**Exercise task:** Render every line of the rows below as a Markdown table with the columns "No." and "Line", giving each line a sequential number and leaving out blank lines.
--- Start Extracted material ---
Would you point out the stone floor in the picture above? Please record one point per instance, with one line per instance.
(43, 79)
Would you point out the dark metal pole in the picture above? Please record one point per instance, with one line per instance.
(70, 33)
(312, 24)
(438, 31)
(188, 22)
--- End Extracted material ---
**Solved problem:**
| No. | Line |
|---|---|
| 1 | Would you point out the stone floor in the picture above? Please record one point per instance, with one line per instance. |
| 2 | (43, 79) |
| 3 | Would you point out the dark metal pole in the picture above? Please record one point per instance, with one line per instance. |
| 4 | (70, 33) |
| 5 | (312, 24) |
| 6 | (438, 31) |
| 7 | (188, 22) |